● Task instructions
- a) Summarize the news report on the Marlboro smokers' lawsuit against Philip Morris in two sentences.
- b) Please write the next part of the news report on the Marlboro smokers' lawsuit, picking up after its final sentence.

● Document extract

—————

SAN FRANCISCO (CN) – Two former Marlboro smokers can sue Philip Morris for product liability in a bid to get the company to fund a medical-monitoring program, but they cannot do so as a class, a federal judge ruled.
Burt Xavier and James Franklin filed suit against the Virginia-based tobacco company in May 2010, purporting to represent a class of asymptomatic smokers and recent quitters older than 50 who smoked a pack or two a day, amounting to about 146,000 cigarettes.
“This action differs from the typical tobacco action because plaintiffs do not seek compensatory or punitive damages for personal injury or wrongful death,” U.S. District Judge William Alsup wrote. “Instead, the action seeks medical monitoring for healthy smokers in the form of low-dose CT scanning of the chest. According to plaintiffs, this scan is a new, largely unavailable technology that is safer than x-rays and far better at detecting lung cancer in its early stages. Early diagnosis dramatically improves survival odds.”
Though Alsup previously dismissed “medical monitoring” as a stand-alone claim, it is still a possible remedy for their other allegations. The plaintiffs want Philip Morris to supply chest scans by creating a court-supervised screening program.
Their lawsuit claims that Philip Morris USA, a subsidiary of the Altria Group, acted wrongfully because it consciously used excessive amounts of carcinogens, as part of a “gentlemen’s agreement” to increase profits among cigarette manufacturers, in its Marlboro cigarettes.
The lawyers representing Xavier and Franklin also filed similar lawsuits in New York, Massachusetts and Florida. The New York case was dismissed; the Massachusetts case has been certified as a class action and is heading to trial; and the Florida action is in its infancy.
In the California lawsuit at hand, Alsup agreed on April 18 to halve the claims against Philip Morris. In addition to ruling that the plaintiffs cannot sue for state-law violations of the Consumer Legal Remedies Act and breach of implied warranty, he also refused to certify the case as a class action.
Xavier and Franklin can proceed with two claims for strict liability design defect and negligent design and testing. These counts survived the company’s motion for judgment on the pleadings and a separate motion for summary judgment.
“Without commenting on the difficulties plaintiffs might face in proving the causation element of their design-defect claims, this order finds that they have adequately pled it,” Alsup wrote (italics in original).
The judge bristled at Philip Morris’ attempt to undermine the plaintiffs’ design-defect claims.

—————

● Dataset content
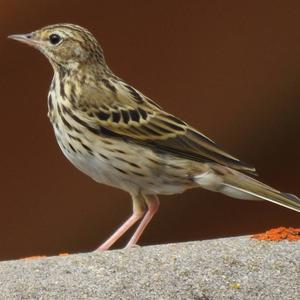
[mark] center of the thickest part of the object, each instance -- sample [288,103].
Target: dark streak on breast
[134,115]
[135,94]
[103,116]
[120,170]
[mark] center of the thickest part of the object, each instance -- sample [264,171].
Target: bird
[118,136]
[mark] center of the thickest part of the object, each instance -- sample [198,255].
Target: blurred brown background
[230,68]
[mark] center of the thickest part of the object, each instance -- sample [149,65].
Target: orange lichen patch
[34,257]
[279,234]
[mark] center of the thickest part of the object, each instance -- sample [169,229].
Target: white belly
[147,179]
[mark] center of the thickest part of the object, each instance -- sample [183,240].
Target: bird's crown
[65,45]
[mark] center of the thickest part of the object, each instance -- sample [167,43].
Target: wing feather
[140,120]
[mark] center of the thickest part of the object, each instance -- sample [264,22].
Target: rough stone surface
[229,268]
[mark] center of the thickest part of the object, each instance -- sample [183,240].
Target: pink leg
[153,205]
[138,212]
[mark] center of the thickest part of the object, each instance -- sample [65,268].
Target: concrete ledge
[229,268]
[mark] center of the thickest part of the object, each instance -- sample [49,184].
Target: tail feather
[249,186]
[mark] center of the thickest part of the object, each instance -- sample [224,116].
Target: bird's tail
[241,186]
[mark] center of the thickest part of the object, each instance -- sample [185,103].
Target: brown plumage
[120,137]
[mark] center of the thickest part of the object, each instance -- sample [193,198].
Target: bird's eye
[54,38]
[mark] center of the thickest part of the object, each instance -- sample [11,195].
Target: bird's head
[65,45]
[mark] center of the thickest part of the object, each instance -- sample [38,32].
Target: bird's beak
[25,38]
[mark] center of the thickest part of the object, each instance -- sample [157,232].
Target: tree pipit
[118,136]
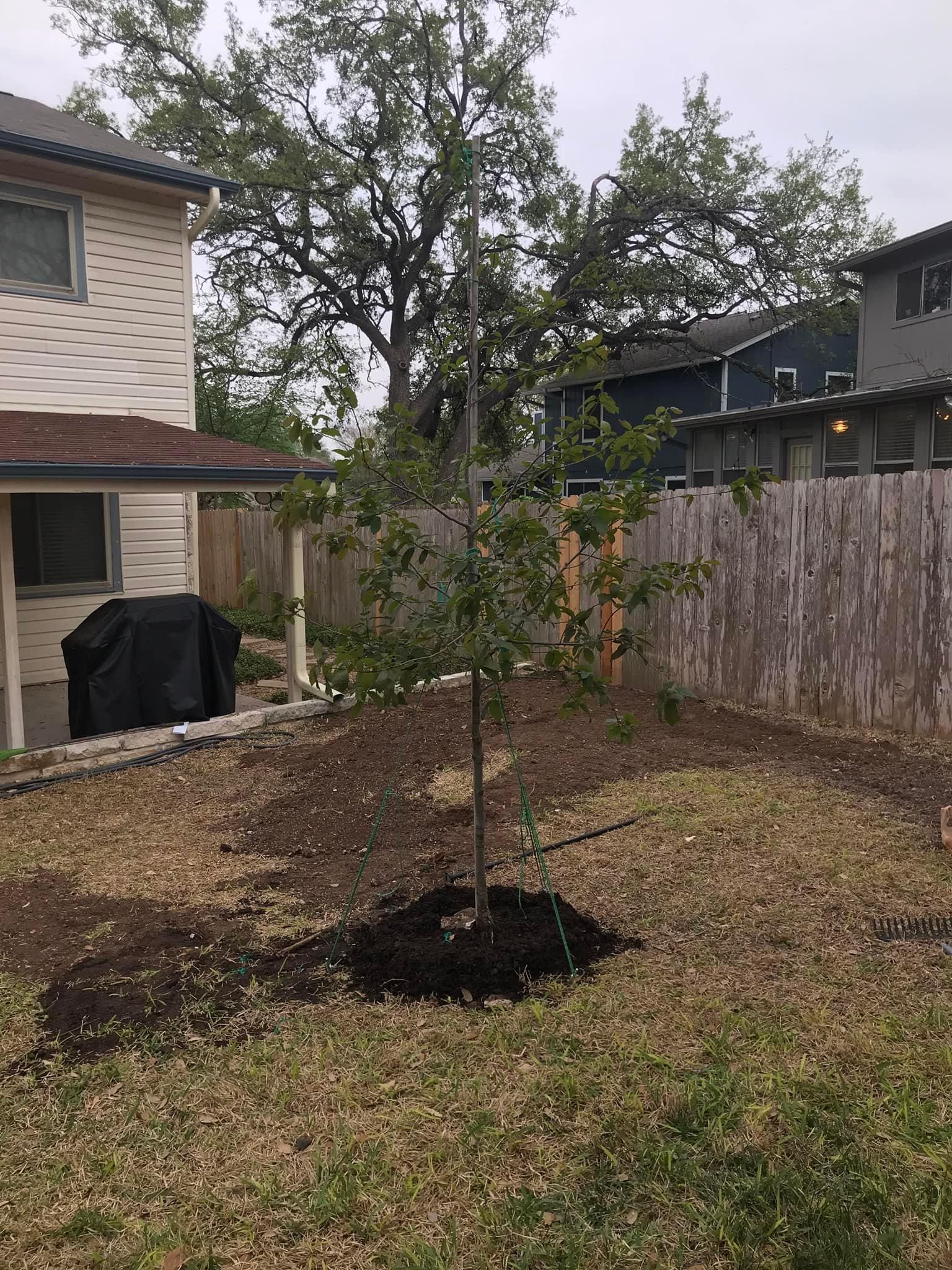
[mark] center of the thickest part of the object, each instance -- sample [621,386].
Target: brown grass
[614,1123]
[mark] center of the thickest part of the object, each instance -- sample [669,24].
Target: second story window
[785,379]
[924,290]
[592,427]
[41,243]
[739,451]
[838,381]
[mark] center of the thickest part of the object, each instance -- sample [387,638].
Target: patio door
[800,459]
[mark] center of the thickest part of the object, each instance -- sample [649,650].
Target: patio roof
[46,450]
[52,453]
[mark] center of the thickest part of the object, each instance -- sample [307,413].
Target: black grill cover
[151,660]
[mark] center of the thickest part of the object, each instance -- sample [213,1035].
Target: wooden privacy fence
[832,598]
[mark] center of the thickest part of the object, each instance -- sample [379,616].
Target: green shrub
[250,667]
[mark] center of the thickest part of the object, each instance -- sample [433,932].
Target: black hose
[552,846]
[257,739]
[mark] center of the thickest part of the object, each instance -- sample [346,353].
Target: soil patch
[327,791]
[168,985]
[47,925]
[408,954]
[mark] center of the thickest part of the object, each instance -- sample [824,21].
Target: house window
[924,290]
[895,438]
[838,381]
[573,488]
[64,543]
[706,445]
[909,294]
[592,429]
[41,243]
[942,432]
[739,451]
[840,450]
[785,379]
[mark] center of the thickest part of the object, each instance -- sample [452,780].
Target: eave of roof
[855,263]
[165,473]
[811,406]
[179,178]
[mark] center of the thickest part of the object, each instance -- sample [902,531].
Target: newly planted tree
[494,586]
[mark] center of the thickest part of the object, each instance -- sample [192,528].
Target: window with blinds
[739,451]
[706,445]
[895,438]
[942,432]
[765,456]
[61,541]
[840,450]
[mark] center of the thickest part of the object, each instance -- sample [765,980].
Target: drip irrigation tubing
[262,739]
[552,846]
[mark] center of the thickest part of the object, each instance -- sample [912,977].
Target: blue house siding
[697,389]
[694,390]
[811,353]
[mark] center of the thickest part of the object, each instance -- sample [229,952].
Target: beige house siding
[126,351]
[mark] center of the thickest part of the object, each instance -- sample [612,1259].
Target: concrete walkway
[47,718]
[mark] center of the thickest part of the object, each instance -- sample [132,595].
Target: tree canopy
[346,121]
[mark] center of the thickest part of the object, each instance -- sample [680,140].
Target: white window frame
[113,563]
[73,206]
[586,481]
[786,370]
[922,314]
[839,375]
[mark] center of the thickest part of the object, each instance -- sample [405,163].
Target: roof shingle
[130,441]
[30,126]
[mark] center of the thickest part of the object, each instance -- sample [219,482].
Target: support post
[9,636]
[294,588]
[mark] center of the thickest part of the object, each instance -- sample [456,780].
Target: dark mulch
[405,953]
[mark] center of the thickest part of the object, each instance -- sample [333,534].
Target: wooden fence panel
[220,571]
[832,598]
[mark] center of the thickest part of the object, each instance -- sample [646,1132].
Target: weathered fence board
[833,598]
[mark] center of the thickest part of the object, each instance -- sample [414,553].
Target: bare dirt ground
[115,883]
[751,1078]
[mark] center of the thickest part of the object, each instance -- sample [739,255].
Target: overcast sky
[875,74]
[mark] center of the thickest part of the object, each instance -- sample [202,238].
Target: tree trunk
[479,807]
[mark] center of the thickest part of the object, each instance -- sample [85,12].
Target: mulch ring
[328,791]
[174,984]
[409,953]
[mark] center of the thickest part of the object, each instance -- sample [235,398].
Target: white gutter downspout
[9,636]
[295,637]
[206,215]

—————

● Results by task
- a) A federal judge ruled that two former Marlboro smokers, Burt Xavier and James Franklin, may pursue product-liability claims against Philip Morris to get a court-supervised screening program of low-dose CT chest scans, but not as a class action. On April 18, U.S. District Judge William Alsup halved their claims, barring those under the Consumer Legal Remedies Act and for breach of implied warranty while allowing the strict liability design defect and negligent design and testing claims to proceed.

- b)
“Philip Morris argues that plaintiffs cannot meet this standard ‘[b]ecause both Plaintiffs admitted that they did not and would not have smoked the alternatively designed cigarettes they propose – and that they have not and would not smoke them even today, though such cigarettes are available and have been for some time,’ according to the 21-page ruling. “Such an admission would indeed be catastrophic for plaintiffs’ case, but they have made no such admission. The deposition testimony Philip Morris relies on to support this statement does not go nearly so far.” (Italics in original.)
“Philip Morris failed to deliver on its bold promise that plaintiffs admitted categorically that they would not have smoked the safer cigarette proposed in the complaint,” Alsup found.
Though Xavier had said he would not smoke the low-tar cigarettes currently on the market, because of their allegedly inferior taste, he can still prove that he would have smoked the better-tasting alternative cigarettes proposed in the complaint, Alsup ruled.
Franklin likewise said he did not pay attention to tar options for cigarettes currently on the market. “This testimony might make Franklin a tougher sell to a jury, but it is not inconsistent with the theory that he would have smoked the safer cigarettes proposed in the complaint if Philip Morris had manufactured them and informed its customers of their attributes,” the judge wrote.
Alsup also rejected an attempt to throw the case out under the statute of limitations.
“Philip Morris asserts that California’s two-year limitations period for personal injuries applies to all of plaintiffs’ remaining claims for relief,” according to the ruling. “Plaintiffs do not dispute that the two-year period applies. Philip Morris, however, cites no evidence at all showing that plaintiffs’ claims accrued at any time before the complaint in this action was filed.” (Italics in original.)
Alsup was similarly unmoved by the plaintiffs’ attempt to represent a class, saying it would be “futile” to even let them revise their definition of the class.